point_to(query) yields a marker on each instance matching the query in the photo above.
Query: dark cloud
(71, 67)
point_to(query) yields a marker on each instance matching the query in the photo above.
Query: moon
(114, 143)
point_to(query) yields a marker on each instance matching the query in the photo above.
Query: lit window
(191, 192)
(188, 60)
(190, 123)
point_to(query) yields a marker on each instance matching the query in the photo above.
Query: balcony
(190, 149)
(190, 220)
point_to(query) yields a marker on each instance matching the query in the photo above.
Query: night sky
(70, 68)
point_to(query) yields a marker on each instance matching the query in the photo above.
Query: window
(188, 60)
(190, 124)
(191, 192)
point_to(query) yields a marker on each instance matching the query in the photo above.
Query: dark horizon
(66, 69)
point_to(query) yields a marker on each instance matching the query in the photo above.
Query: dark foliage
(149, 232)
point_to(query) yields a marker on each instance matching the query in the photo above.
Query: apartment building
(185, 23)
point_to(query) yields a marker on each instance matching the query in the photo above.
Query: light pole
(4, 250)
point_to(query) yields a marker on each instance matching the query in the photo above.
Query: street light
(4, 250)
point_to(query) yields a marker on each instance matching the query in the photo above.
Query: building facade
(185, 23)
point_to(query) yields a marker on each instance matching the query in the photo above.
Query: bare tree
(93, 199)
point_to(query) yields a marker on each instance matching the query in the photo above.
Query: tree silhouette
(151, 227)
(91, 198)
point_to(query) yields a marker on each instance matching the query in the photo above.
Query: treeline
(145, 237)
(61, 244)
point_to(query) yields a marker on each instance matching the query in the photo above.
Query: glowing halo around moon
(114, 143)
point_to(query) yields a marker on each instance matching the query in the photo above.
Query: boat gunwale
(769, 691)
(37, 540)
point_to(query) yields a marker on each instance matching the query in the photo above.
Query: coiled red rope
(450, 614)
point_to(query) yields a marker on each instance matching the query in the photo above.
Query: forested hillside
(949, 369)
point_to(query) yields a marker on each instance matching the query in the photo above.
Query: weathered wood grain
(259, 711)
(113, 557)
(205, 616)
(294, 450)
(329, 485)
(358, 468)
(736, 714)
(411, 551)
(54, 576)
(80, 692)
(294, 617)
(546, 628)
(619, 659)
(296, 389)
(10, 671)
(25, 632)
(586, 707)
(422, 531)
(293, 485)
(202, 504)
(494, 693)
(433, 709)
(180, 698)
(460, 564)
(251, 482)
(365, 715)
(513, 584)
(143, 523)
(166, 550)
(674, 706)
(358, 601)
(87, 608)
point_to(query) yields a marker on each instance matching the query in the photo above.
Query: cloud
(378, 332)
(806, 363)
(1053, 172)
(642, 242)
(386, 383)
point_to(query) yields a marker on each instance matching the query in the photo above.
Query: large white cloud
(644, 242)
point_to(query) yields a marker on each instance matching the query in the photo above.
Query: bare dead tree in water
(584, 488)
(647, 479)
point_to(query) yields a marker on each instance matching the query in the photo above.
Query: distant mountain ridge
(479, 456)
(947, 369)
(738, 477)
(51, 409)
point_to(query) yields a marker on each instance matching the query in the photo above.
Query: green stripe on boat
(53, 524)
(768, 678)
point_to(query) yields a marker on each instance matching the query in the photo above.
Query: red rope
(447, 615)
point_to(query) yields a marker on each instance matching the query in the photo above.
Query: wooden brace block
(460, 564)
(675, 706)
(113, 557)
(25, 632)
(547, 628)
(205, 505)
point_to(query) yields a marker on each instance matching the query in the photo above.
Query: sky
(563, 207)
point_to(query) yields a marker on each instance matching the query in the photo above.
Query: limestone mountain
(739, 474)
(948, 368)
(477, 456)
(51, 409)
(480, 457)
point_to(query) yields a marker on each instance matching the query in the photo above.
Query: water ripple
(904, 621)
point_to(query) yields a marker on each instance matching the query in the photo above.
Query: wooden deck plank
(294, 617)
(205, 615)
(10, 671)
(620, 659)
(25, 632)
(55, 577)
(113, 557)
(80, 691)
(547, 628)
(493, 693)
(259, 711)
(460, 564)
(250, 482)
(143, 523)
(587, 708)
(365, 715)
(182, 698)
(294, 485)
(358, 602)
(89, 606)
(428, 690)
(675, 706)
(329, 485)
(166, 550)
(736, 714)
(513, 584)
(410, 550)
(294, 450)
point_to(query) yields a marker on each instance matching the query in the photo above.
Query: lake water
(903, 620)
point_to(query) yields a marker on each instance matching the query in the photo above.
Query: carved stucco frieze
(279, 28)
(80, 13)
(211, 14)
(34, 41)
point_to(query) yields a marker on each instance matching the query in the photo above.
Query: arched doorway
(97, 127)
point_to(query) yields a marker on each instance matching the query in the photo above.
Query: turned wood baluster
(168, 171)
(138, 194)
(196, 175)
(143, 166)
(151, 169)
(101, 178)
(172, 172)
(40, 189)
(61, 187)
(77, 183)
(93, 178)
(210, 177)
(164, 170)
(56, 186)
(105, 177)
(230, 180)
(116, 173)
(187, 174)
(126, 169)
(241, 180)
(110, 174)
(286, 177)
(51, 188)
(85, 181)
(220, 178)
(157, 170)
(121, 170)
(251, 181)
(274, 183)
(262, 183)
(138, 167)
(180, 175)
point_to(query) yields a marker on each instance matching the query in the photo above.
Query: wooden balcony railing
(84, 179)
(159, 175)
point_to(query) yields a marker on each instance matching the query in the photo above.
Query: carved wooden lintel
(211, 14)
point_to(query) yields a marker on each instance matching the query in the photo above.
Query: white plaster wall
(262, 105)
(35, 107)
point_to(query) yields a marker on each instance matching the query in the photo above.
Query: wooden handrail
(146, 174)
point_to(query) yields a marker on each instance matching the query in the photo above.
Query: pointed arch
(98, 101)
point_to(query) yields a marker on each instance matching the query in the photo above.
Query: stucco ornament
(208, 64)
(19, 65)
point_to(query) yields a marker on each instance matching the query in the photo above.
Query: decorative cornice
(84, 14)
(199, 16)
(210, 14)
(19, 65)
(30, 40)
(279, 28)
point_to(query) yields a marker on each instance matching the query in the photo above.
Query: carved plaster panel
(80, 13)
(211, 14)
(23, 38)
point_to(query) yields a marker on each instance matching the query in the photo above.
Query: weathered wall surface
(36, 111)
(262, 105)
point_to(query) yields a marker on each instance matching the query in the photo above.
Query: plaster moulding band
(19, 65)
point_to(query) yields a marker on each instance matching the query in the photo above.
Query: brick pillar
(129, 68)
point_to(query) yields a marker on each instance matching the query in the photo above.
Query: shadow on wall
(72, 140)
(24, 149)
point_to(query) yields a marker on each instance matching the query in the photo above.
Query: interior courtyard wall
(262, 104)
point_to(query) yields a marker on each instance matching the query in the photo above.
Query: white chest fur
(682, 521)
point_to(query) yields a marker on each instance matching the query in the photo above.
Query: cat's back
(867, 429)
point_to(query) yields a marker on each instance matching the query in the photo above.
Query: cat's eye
********************
*Your objective*
Copy all the records above precisely.

*Exercise response*
point_to(query) yields a marker on each instance matching the query in the photo above.
Query: dark cloud
(71, 67)
point_to(query) yields a marker on each instance matching the query in the photo above.
Query: moon
(114, 143)
point_to(query) yields a marker on each instance matching the query in the photo above.
Query: lit window
(191, 192)
(188, 60)
(190, 123)
point_to(query) yields a marker on each instance matching the query in the photo above.
Query: balcony
(190, 149)
(190, 220)
point_to(query) yields a marker on each instance matching the query in the photo above.
Query: night sky
(70, 68)
point_to(query) yields a marker on each instance matching the query in the photo above.
Query: window
(188, 60)
(190, 124)
(191, 192)
point_to(query) yields a marker on each instance matching the query in the photo above.
Query: dark horizon
(66, 69)
point_to(query) yields a marker on each instance matching the query in the photo above.
Query: dark foliage
(149, 232)
point_to(query) yields a marker on each instance matching the query in the photo above.
Query: apartment building
(185, 23)
point_to(query) yields a marker on each instance matching the query in the photo above.
Query: light pole
(4, 250)
point_to(query) yields a marker on each instance matching the query in the photo above.
Query: street light
(4, 250)
point_to(query) yields a marker on each instance matching the query in the photo above.
Query: building facade
(185, 23)
point_to(query) yields a marker on each instance matching the query in the photo above.
Query: bare tree
(93, 199)
point_to(query) yields a marker on each instance matching the query in the photo above.
Query: tree silhouette
(151, 227)
(91, 198)
point_to(query) yields a marker on each instance matching the query in the photo above.
Query: treeline
(145, 237)
(61, 244)
point_to(query) yields a marker on each instance matching the query in the photo above.
Query: glowing halo around moon
(114, 143)
point_to(query) yields a marker on each instance matching the query in the photo above.
Query: boat gunwale
(769, 691)
(37, 540)
point_to(query) yields a marker on each instance matching the query in the photo above.
Query: coiled red rope
(450, 614)
point_to(query) yields a marker on each instance matching the query in the photo above.
Query: forested hillside
(949, 369)
point_to(query) yields a marker on each instance matching the query in the photo above.
Query: weathered wood grain
(259, 711)
(113, 557)
(205, 616)
(294, 450)
(329, 485)
(358, 468)
(736, 714)
(411, 551)
(54, 576)
(80, 692)
(294, 617)
(546, 628)
(619, 659)
(296, 389)
(10, 671)
(25, 632)
(586, 707)
(422, 531)
(293, 485)
(202, 504)
(494, 693)
(433, 709)
(180, 698)
(460, 564)
(251, 482)
(365, 715)
(513, 584)
(143, 523)
(166, 550)
(674, 706)
(358, 601)
(87, 608)
point_to(query) yields a marker on each instance matching the query in the photo above.
Query: cloud
(378, 332)
(806, 363)
(1053, 172)
(642, 242)
(386, 383)
point_to(query) yields a marker on each instance matching the query in the photo above.
Query: large white cloud
(644, 242)
point_to(query) yields a marker on each instance matching the query in the photo above.
Query: bare dead tree in water
(584, 488)
(647, 479)
point_to(query) yields a marker on each instance matching the query in the photo above.
Query: distant mountain ridge
(479, 456)
(947, 369)
(738, 477)
(51, 409)
point_to(query) yields a marker on each instance matching the query in the photo above.
Query: green stripe on boat
(53, 524)
(768, 678)
point_to(query) yields a marker on each instance matching the query in the photo above.
Query: red rope
(447, 615)
point_to(query) yields a marker on each instance matching the query in the photo above.
Query: wooden brace block
(460, 564)
(675, 706)
(113, 557)
(25, 632)
(547, 628)
(205, 505)
point_to(query) yields a marker on each instance matching the query in the photo above.
Query: sky
(563, 207)
point_to(query) yields a marker on each instance matching the query in the photo above.
Query: limestone mountain
(739, 474)
(948, 368)
(477, 456)
(51, 409)
(480, 457)
point_to(query) yields a marker on each instance matching the query in the photo above.
Query: water ripple
(904, 621)
point_to(query) yields a marker on each instance matching the query in the photo above.
Query: wooden deck plank
(294, 617)
(205, 615)
(10, 671)
(620, 659)
(25, 632)
(55, 577)
(113, 557)
(80, 691)
(547, 628)
(493, 693)
(259, 711)
(460, 564)
(250, 482)
(143, 523)
(587, 708)
(365, 715)
(182, 698)
(294, 485)
(358, 602)
(89, 606)
(428, 690)
(675, 706)
(329, 485)
(166, 550)
(736, 714)
(513, 584)
(410, 550)
(294, 450)
point_to(query) yields a marker on each instance matching the query in the photo above.
Query: lake water
(903, 620)
point_to(query) yields a marker on each instance matching the query in the photo above.
Query: carved stucco frieze
(279, 28)
(80, 13)
(211, 14)
(34, 41)
point_to(query) yields a marker on each instance matching the query in the photo above.
Query: arched doorway
(97, 127)
point_to(query) yields a marker on each instance matching the query in the photo above.
Query: turned wood baluster
(168, 171)
(138, 194)
(196, 175)
(143, 166)
(151, 169)
(101, 178)
(172, 172)
(40, 189)
(61, 187)
(77, 183)
(93, 178)
(210, 177)
(164, 170)
(56, 186)
(105, 177)
(230, 180)
(116, 173)
(187, 174)
(126, 169)
(241, 180)
(110, 174)
(286, 177)
(51, 188)
(85, 181)
(220, 178)
(157, 170)
(121, 170)
(251, 181)
(274, 183)
(262, 183)
(138, 167)
(180, 175)
point_to(query) yields a marker on each instance matching the query in the photo above.
Query: wooden balcony railing
(84, 179)
(159, 175)
point_to(query) yields a marker on each instance matching the query in the photo above.
Query: carved wooden lintel
(211, 14)
point_to(query) yields a marker on each instance matching the query in the photo above.
Query: white plaster wall
(262, 105)
(35, 107)
point_to(query) yields a marker on each instance matching the query in the photo above.
Query: wooden handrail
(146, 174)
point_to(query) yields a marker on each instance matching the query in the photo above.
Query: pointed arch
(98, 101)
point_to(query) yields a marker on each instance matching the query in the photo above.
Query: stucco ornament
(208, 64)
(19, 65)
point_to(query) yields a marker on each instance matching the query in the photo above.
Query: decorative cornice
(84, 14)
(199, 16)
(210, 14)
(19, 65)
(30, 40)
(279, 28)
point_to(query) yields a marker on each instance matching the query in the photo above.
Query: carved plaster panel
(80, 13)
(211, 14)
(23, 38)
point_to(query) yields a marker on each instance matching the query in the photo above.
Query: weathered wall surface
(36, 111)
(262, 105)
point_to(query) yields a marker on each instance matching the query in the photo above.
Query: plaster moulding band
(19, 65)
point_to(query) yields a marker on each instance matching the query in the photo above.
Query: brick pillar
(129, 68)
point_to(query) yields a marker on each instance matching the query in the photo above.
Query: shadow on wall
(72, 140)
(24, 149)
point_to(query) yields a marker on each instance matching the query in the photo above.
Query: interior courtyard wall
(262, 104)
point_to(query) yields a marker on each instance matching the query in the photo above.
Query: white chest fur
(682, 521)
point_to(query) yields a marker on each instance matching the query in the photo above.
Query: cat's back
(867, 429)
point_to(query) yields a marker on each instance matching the query in the photo above.
Query: cat's eye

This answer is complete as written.